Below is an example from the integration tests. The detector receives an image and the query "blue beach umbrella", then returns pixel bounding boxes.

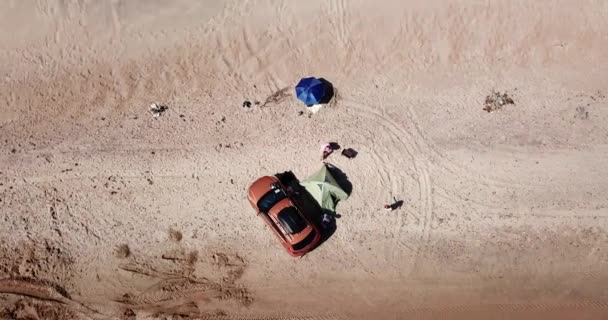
[296,77,326,106]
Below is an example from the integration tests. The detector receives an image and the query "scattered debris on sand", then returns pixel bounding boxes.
[114,243,131,259]
[169,228,183,242]
[150,103,169,118]
[483,90,515,112]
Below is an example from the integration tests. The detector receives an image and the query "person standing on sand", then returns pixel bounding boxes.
[321,143,334,160]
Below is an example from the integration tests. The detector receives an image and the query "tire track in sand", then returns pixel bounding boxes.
[342,100,433,271]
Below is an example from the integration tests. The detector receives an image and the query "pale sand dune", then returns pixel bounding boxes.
[0,0,608,319]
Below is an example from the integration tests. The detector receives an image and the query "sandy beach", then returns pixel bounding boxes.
[0,0,608,320]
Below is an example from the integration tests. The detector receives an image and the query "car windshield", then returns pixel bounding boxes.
[258,188,287,213]
[277,207,307,234]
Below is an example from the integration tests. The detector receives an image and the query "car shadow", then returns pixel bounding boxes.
[277,165,353,251]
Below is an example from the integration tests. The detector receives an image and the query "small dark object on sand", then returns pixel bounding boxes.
[150,103,169,118]
[342,148,358,159]
[483,90,515,112]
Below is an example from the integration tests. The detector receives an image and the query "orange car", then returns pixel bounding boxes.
[247,176,321,257]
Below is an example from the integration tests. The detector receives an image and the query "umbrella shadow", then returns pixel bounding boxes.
[319,78,334,104]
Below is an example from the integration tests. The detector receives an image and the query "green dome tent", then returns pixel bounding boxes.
[300,165,348,212]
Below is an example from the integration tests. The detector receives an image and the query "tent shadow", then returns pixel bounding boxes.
[327,163,353,196]
[277,171,346,251]
[319,78,334,104]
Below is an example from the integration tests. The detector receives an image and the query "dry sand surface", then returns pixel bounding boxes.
[0,0,608,320]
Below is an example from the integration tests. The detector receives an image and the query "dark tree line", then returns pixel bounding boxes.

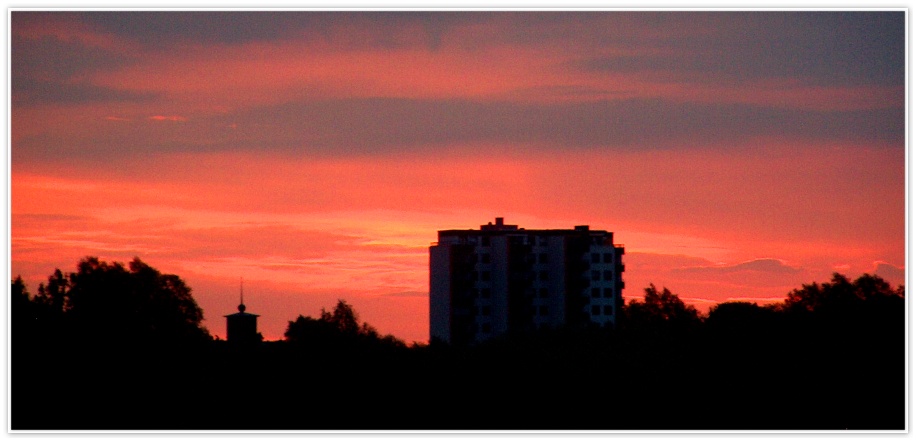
[10,258,906,430]
[11,257,210,345]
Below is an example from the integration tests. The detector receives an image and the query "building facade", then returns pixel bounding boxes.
[429,218,624,344]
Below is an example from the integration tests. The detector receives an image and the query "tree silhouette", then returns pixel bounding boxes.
[13,257,209,342]
[283,299,406,347]
[623,284,700,328]
[783,273,904,313]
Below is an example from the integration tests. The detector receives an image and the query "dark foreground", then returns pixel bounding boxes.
[10,321,906,430]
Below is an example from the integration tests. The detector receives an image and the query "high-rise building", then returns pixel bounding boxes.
[429,217,624,344]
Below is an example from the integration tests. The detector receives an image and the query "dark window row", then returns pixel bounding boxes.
[592,305,614,315]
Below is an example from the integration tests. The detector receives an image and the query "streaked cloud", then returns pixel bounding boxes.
[10,10,906,341]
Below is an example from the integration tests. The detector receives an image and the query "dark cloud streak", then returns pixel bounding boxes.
[14,98,904,160]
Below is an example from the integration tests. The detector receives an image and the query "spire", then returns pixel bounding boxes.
[239,277,245,312]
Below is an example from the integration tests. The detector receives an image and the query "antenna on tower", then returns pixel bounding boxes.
[239,277,245,312]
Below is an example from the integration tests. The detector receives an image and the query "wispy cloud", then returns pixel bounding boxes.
[146,115,188,122]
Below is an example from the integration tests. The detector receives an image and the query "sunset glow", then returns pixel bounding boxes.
[10,11,906,342]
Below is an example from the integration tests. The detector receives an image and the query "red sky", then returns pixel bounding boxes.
[10,11,906,342]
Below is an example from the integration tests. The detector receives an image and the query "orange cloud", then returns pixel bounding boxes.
[146,115,188,122]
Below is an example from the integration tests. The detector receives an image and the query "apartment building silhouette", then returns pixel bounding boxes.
[429,217,625,345]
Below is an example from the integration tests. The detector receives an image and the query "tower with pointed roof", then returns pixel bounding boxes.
[225,282,261,344]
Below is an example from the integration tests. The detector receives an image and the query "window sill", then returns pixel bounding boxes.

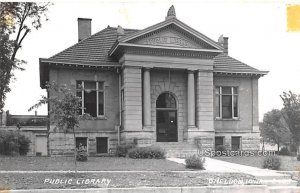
----
• [YOUR TASK]: Reproduce all of the material above line for line without changing a word, and omit the pictures.

• [OUTPUT FOR THIS TASK]:
Below is an example from the integration tests. The detector receives an image and the query "blue beach umbrella", then returns pixel bounding boxes.

[296,77,326,106]
Below is an example from the integration tests. The detector receives an image and the query "scattered debris on sand", then returns pixel bounding boxes.
[114,243,131,259]
[169,228,183,242]
[150,103,169,118]
[483,90,515,112]
Below is an example from the integration tests. The detector receives an image and the query "person standing on sand", then returns pixel bounding boxes.
[321,143,334,160]
Below is an example from the integration tests. The detector receives an image and the query "tire track in sand", then returns pixel bounding boxes.
[342,100,433,271]
Below is an example from the integration tests. The detector receives an image and the query "pale sand dune", then returns pixel bounding boxes.
[0,0,608,319]
Below is an example from the integration tests. The detector receives an image and the query "sandy beach", then returns pixel bounding boxes.
[0,0,608,320]
Below is an example from the integration tests. The detector receives an image and the query "car windshield", then returns pixel bounding boxes.
[258,188,287,213]
[277,207,307,234]
Below is an example from the integration tests. The detector receives an image and the query "car shadow", then returns pixel bounding boxes.
[277,165,353,251]
Below is an example from the integration tests. The detector receives an image and the query "small dark object on sand", then returns pixel bounding boxes.
[150,103,169,118]
[342,148,358,159]
[483,90,515,112]
Below is an example from the integration tests. The detector receives an image and the query "orange car", then returns pixel bounding boxes.
[247,176,321,257]
Below is an example from the integration tests. The detector receives an image and the query "umbrella shadow", then returns pixel bounding boxes.
[319,78,334,104]
Below is an example from the integration tests. The detector receives an image and the query "green dome tent", then returns pixel bounding boxes.
[300,165,348,212]
Below is an example from the integration tests. The detector receives an image and the query "tent shadow", then returns pixel bounding boxes.
[327,163,353,196]
[277,171,346,251]
[319,78,334,104]
Below is an example from the integration tests. The detector receives an image and the query "dry sand surface", then returns pixel bounding boxes.
[0,0,608,320]
Below is an example from the integration tests. The detector receives an image and the query "dark tree line", then returns pixel bounding boxes.

[10,258,906,430]
[11,257,210,345]
Below is an example from the integration tests. The detector receives an image and the query "building facade", then returns pixel bounding boxes.
[429,218,624,344]
Below is an example from the integration tests. The detector receives an image and the query "tree silhouette", then returns pixel bounding boxes.
[13,257,209,342]
[283,299,406,347]
[623,284,700,328]
[783,273,904,313]
Below is an example from the integration tests. The detector receives an image and the query "dark foreground", then returns pixel bounding boxes.
[10,321,906,430]
Below is an example from the integration tests. The detector receives an image and the query "high-rise building", then returns pixel bounding boxes.
[429,217,624,344]
Below is an example from the integration tests. The detector receives an image and the query "dark window row", then returns pixel bounding boxes.
[592,305,614,315]
Below is an example from the integration tests. The detector receives an image and the query "streaked cloud", then returns pixel bounding boxes.
[10,10,906,341]
Below is an example from the integration tests. The detector receives an image and the query "dark cloud streak", then returns pixel bounding boxes.
[14,98,904,160]
Below is an example from the integration tests. The detector receives an image and the query "spire", then returns pixel bounding boxes.
[239,277,245,312]
Below is an example from the integration tests. The detector receives an image and the query "antenna on tower", then returns pixel bounding boxes.
[239,277,245,312]
Below is an example from the integration tests. The detector receives an image and the query "wispy cloud", then returns pixel bounding boxes.
[146,115,188,122]
Below is an example from the integration tests. The detector receives an image and the query "sunset glow", then returns pixel bounding boxes.
[10,11,906,342]
Below is an example from the integration tests. The detector receives an image and the query "red sky", then returns pixel bounding boxes.
[10,11,906,342]
Below is an example from the integration tests. The detector receives an image and the query "orange cloud", then returns pixel bounding boxes.
[146,115,188,122]
Below is an example from the integration tests. The detector receives an image and the query "apartment building silhouette", then returns pixel bounding boxes.
[429,217,625,345]
Below is an example from the integration tests. The detector receives an image and the query "tower with pointed roof", then returns pixel bounding boxes.
[225,282,261,344]
Below is an example from the integration tests. The detector receives an image and the query "window sill", then returns pixel bounding boxes.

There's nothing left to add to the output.